Records excerpted from a collection:
***

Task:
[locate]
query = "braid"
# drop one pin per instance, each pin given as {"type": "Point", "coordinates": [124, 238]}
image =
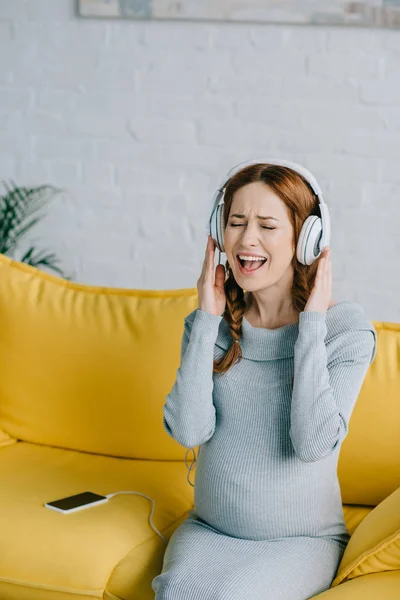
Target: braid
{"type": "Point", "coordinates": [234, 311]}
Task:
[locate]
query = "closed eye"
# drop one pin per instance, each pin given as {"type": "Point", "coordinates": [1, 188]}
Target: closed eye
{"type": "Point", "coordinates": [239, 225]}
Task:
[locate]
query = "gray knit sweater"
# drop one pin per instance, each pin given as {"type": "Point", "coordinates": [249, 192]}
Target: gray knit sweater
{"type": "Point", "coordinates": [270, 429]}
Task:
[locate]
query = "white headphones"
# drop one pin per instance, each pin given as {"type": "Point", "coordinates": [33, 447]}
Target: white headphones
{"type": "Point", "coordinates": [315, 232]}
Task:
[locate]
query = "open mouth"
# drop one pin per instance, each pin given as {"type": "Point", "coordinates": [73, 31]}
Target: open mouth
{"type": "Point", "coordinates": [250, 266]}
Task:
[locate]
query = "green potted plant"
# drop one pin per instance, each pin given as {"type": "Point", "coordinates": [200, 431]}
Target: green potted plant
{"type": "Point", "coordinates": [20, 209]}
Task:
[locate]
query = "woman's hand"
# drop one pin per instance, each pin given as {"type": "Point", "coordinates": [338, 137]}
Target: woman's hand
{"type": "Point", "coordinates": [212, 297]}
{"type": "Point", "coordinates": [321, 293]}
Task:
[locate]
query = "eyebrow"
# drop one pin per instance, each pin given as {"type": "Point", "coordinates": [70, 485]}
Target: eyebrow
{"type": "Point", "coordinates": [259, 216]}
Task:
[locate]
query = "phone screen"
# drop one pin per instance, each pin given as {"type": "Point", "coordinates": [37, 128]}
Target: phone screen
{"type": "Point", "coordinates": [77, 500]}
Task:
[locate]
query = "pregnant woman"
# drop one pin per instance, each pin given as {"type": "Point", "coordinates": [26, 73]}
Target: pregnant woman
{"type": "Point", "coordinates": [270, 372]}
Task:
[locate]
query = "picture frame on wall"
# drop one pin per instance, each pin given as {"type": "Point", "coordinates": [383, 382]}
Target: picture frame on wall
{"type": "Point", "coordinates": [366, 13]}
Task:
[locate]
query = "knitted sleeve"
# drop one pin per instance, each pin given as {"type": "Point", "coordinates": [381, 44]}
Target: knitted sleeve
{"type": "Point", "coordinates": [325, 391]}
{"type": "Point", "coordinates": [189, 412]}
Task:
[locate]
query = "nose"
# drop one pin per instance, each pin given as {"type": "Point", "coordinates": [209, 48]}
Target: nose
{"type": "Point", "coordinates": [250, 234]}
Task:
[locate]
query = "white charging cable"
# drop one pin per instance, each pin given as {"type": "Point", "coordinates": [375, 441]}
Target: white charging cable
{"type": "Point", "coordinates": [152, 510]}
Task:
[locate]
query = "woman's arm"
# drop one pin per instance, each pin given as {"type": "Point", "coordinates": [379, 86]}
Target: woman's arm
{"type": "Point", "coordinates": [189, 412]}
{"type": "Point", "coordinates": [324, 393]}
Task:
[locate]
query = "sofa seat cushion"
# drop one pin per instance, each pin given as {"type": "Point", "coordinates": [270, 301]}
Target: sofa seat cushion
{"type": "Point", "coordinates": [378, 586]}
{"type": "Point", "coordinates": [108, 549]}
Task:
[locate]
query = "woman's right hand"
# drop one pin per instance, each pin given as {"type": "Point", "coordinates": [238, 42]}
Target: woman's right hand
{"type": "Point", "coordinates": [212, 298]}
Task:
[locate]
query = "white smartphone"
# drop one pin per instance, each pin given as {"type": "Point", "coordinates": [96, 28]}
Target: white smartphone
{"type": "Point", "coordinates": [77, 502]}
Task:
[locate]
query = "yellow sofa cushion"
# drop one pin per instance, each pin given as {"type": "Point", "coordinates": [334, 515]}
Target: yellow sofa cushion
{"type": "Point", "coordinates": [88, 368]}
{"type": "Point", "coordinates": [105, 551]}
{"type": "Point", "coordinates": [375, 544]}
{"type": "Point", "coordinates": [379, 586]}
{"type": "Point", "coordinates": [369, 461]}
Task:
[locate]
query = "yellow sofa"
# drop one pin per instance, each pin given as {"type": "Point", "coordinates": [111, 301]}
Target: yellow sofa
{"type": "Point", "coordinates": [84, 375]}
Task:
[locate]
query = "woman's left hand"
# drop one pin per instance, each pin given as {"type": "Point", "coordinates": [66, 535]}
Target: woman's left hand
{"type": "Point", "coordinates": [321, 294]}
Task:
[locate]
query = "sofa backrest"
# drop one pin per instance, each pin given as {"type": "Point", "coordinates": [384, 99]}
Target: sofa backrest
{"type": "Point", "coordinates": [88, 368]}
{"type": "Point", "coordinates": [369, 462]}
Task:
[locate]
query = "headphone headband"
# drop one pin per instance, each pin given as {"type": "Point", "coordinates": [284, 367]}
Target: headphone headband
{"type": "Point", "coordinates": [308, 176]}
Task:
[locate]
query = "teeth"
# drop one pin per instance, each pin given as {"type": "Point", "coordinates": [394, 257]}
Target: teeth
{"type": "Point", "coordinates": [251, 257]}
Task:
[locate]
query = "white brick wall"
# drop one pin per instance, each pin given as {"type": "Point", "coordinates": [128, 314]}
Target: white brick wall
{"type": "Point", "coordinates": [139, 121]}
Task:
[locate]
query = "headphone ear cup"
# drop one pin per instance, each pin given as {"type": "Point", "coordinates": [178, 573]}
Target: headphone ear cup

***

**Short task:** Reproduce the material above in full, exactly, with no images.

**Final result:**
Task:
[locate]
query = "braid"
# drop one pin per instance, each pin given as {"type": "Point", "coordinates": [124, 238]}
image =
Target: braid
{"type": "Point", "coordinates": [234, 311]}
Task:
[locate]
query = "closed eye"
# drop one pin per instance, each pin given as {"type": "Point", "coordinates": [1, 188]}
Target: closed eye
{"type": "Point", "coordinates": [239, 225]}
Task:
[locate]
query = "gray knit sweater"
# drop one pin per instance, each pin given as {"type": "Point", "coordinates": [249, 192]}
Target: gray knit sweater
{"type": "Point", "coordinates": [270, 429]}
Task:
[locate]
query = "white headphones"
# drop one pin per instance, each pin given as {"type": "Point", "coordinates": [33, 447]}
Target: white headphones
{"type": "Point", "coordinates": [315, 232]}
Task:
[locate]
query = "open mouth"
# drop one pin per instance, each pin given as {"type": "Point", "coordinates": [73, 31]}
Target: open mouth
{"type": "Point", "coordinates": [250, 266]}
Task:
[locate]
query = "green potted plant"
# drop one pin per instance, each pin given as {"type": "Point", "coordinates": [200, 431]}
Target: green potted plant
{"type": "Point", "coordinates": [20, 209]}
Task:
[locate]
query = "woman's hand"
# drop one pin per instance, each pin given as {"type": "Point", "coordinates": [338, 137]}
Target: woman's hand
{"type": "Point", "coordinates": [212, 297]}
{"type": "Point", "coordinates": [321, 293]}
Task:
[locate]
query = "eyebrow"
# drop one pin per instance, each pin given as {"type": "Point", "coordinates": [70, 485]}
Target: eyebrow
{"type": "Point", "coordinates": [259, 216]}
Task:
[locate]
query = "phone screen"
# drop one pin per instance, each pin given as {"type": "Point", "coordinates": [37, 128]}
Target: phone screen
{"type": "Point", "coordinates": [77, 500]}
Task:
[locate]
query = "pregnant woman"
# drop one pin per instance, each pin given as {"type": "Point", "coordinates": [26, 73]}
Target: pregnant woman
{"type": "Point", "coordinates": [270, 372]}
Task:
[locate]
query = "picture frame on wall"
# drop one pin per instance, each pin given as {"type": "Point", "coordinates": [383, 382]}
Target: picture frame on wall
{"type": "Point", "coordinates": [366, 13]}
Task:
[locate]
query = "knitted sleeve"
# drop one pin per instance, each pin given as {"type": "Point", "coordinates": [381, 44]}
Target: knitted sleeve
{"type": "Point", "coordinates": [325, 391]}
{"type": "Point", "coordinates": [189, 412]}
Task:
[locate]
query = "nose"
# drop one pin per instance, each pin given as {"type": "Point", "coordinates": [209, 48]}
Target: nose
{"type": "Point", "coordinates": [250, 234]}
Task:
[locate]
query = "white charging cable"
# drop one pin per instance, each pin given as {"type": "Point", "coordinates": [375, 441]}
Target: white charging cable
{"type": "Point", "coordinates": [152, 510]}
Task:
[locate]
query = "woman's arm"
# drop one pin per instance, each pin given as {"type": "Point", "coordinates": [379, 86]}
Target: woman's arm
{"type": "Point", "coordinates": [189, 412]}
{"type": "Point", "coordinates": [324, 393]}
Task:
[locate]
query = "sofa seat cushion"
# drop one pin per instance, each pin given as {"type": "Point", "coordinates": [270, 301]}
Target: sofa seat cushion
{"type": "Point", "coordinates": [378, 586]}
{"type": "Point", "coordinates": [108, 549]}
Task:
[locate]
query = "woman's right hand"
# drop one pin per instance, each pin given as {"type": "Point", "coordinates": [238, 42]}
Target: woman's right hand
{"type": "Point", "coordinates": [212, 298]}
Task:
[locate]
query = "white smartphone"
# drop one pin per instance, each pin given as {"type": "Point", "coordinates": [96, 28]}
Target: white smartphone
{"type": "Point", "coordinates": [77, 502]}
Task:
[locate]
query = "yellow sofa cushion"
# drop one pin per instance, each pin given as {"type": "Point", "coordinates": [334, 515]}
Target: yellow sofa cushion
{"type": "Point", "coordinates": [88, 368]}
{"type": "Point", "coordinates": [105, 551]}
{"type": "Point", "coordinates": [375, 544]}
{"type": "Point", "coordinates": [379, 586]}
{"type": "Point", "coordinates": [369, 461]}
Task:
[locate]
query = "yellow sofa"
# drop one pin per instance, each pin given as {"type": "Point", "coordinates": [111, 301]}
Target: yellow sofa
{"type": "Point", "coordinates": [84, 375]}
Task:
[locate]
query = "woman's left hand"
# drop one pin per instance, each pin given as {"type": "Point", "coordinates": [66, 535]}
Target: woman's left hand
{"type": "Point", "coordinates": [321, 294]}
Task:
[locate]
query = "sofa backrest"
# drop one pin per instance, each pin given as {"type": "Point", "coordinates": [384, 99]}
Target: sofa backrest
{"type": "Point", "coordinates": [88, 368]}
{"type": "Point", "coordinates": [369, 462]}
Task:
[locate]
query = "headphone headband"
# drop one pin per instance, each pin given as {"type": "Point", "coordinates": [284, 367]}
Target: headphone headband
{"type": "Point", "coordinates": [308, 176]}
Task:
[locate]
query = "teeth"
# drop one pin per instance, each pin given as {"type": "Point", "coordinates": [394, 257]}
Target: teeth
{"type": "Point", "coordinates": [251, 257]}
Task:
[locate]
query = "white brick wall"
# drop one pin per instance, each pin given as {"type": "Point", "coordinates": [128, 314]}
Target: white brick wall
{"type": "Point", "coordinates": [139, 121]}
Task:
[locate]
query = "headphone ear cup"
# drop one pin per instance, each pin given as {"type": "Point", "coordinates": [178, 573]}
Target: headphone ear cup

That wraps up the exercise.